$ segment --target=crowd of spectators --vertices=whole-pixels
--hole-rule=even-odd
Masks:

==

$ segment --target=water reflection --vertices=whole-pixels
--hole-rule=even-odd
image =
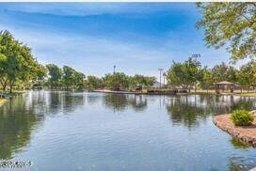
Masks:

- [PROBLEM TO SOLVE] How many of the lines above contain the string "target"? Reply with the number alone.

- [EXERCISE OUTPUT] 2